SEITENAUSZUG =
_ _ _ _

Jedes Treppenhaus kann eine neue Herausforderung sein

„Konzertflügel auf die Bühne und wieder herunter zu tragen, ist eigentlich leicht“, sagt Pascale Hertel „da hatten wir schon ganz andere Aufträge. So zum Beispiel bei Dr. T. in Duisburg, als wir einen Flügel, der 2,20 m lang war und 400 Kilo wog zu zweit in den fünften Stock tragen mussten.“ Klaviere und Flügel an die Kunden auszuliefern macht den beiden am meisten Spaß. „Man weiß nie, was einen erwartet, auf was für Kundschaft man trifft und auf welche Herausforderungen wir im nächsten Treppenhaus stoßen“, sagt Stefan Herrmann. Pascale Hertel sieht seine Arbeit eher als sportliche Herausforderung: „Wenn jemand sagt, das schafft ihr nicht alleine, dann wird erst recht an einer Lösung gearbeitet. Es ist wie bei einem Gewichtheber, der immer noch ein Kilo mehr auflegt. Geht nicht gibt’s nicht bei uns. Außerdem ist das Tragen vor allem auch eine Frage der Technik. Und die beherrschen wir!“

Da sitzen diese beiden Muskelpakete nun vor mir und auf die Frage nach dem schwersten Flügel, den sie je zu zweit getragen haben, muss mir die knappe Auskunft „450 Kilo“ reichen. Die beiden reden vom Tragen der schweren Instrumente in einem solchen Ton wie andere davon sprechen, dass sie mal eben zu Feinkost-Albrecht gehen um eine Tüte Staubzucker zu holen.

Schon mal bis zu elf „Klangkörper“ täglich

„Wir organisieren alles am liebsten selber. Dann wissen wir wenigstens, dass es mit dem Timing auch klappt.“ („Wir organisieren alles am liebsten selber. Dann wissen wir wenigstens, dass es mit dem Timing auch klappt.“ (Foto: Steffen Andritzke/Die Neue Epoche)

_ _ _ _

DATENAUSZUG =
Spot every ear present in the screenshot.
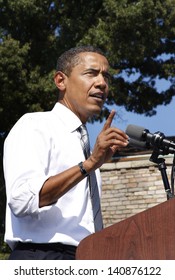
[54,71,66,91]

_ _ _ _

SCHRIFTLICHE AUFGABE = Gib den Text über die Klavierträger vollständig und wortgetreu wieder. Die Zeilen haben mit dem Text über die Klavierträger nichts zu tun.

ERGEBNIS =
Jedes Treppenhaus kann eine neue Herausforderung sein

„Konzertflügel auf die Bühne und wieder herunter zu tragen, ist eigentlich leicht“, sagt Pascale Hertel „da hatten wir schon ganz andere Aufträge. So zum Beispiel bei Dr. T. in Duisburg, als wir einen Flügel, der 2,20 m lang war und 400 Kilo wog zu zweit in den fünften Stock tragen mussten.“ Klaviere und Flügel an die Kunden auszuliefern macht den beiden am meisten Spaß. „Man weiß nie, was einen erwartet, auf was für Kundschaft man trifft und auf welche Herausforderungen wir im nächsten Treppenhaus stoßen“, sagt Stefan Herrmann. Pascale Hertel sieht seine Arbeit eher als sportliche Herausforderung: „Wenn jemand sagt, das schafft ihr nicht alleine, dann wird erst recht an einer Lösung gearbeitet. Es ist wie bei einem Gewichtheber, der immer noch ein Kilo mehr auflegt. Geht nicht gibt’s nicht bei uns. Außerdem ist das Tragen vor allem auch eine Frage der Technik. Und die beherrschen wir!“

Da sitzen diese beiden Muskelpakete nun vor mir und auf die Frage nach dem schwersten Flügel, den sie je zu zweit getragen haben, muss mir die knappe Auskunft „450 Kilo“ reichen. Die beiden reden vom Tragen der schweren Instrumente in einem solchen Ton wie andere davon sprechen, dass sie mal eben zu Feinkost-Albrecht gehen um eine Tüte Staubzucker zu holen.

Schon mal bis zu elf „Klangkörper“ täglich

„Wir organisieren alles am liebsten selber. Dann wissen wir wenigstens, dass es mit dem Timing auch klappt.“ („Wir organisieren alles am liebsten selber. Dann wissen wir wenigstens, dass es mit dem Timing auch klappt.“ (Foto: Steffen Andritzke/Die Neue Epoche)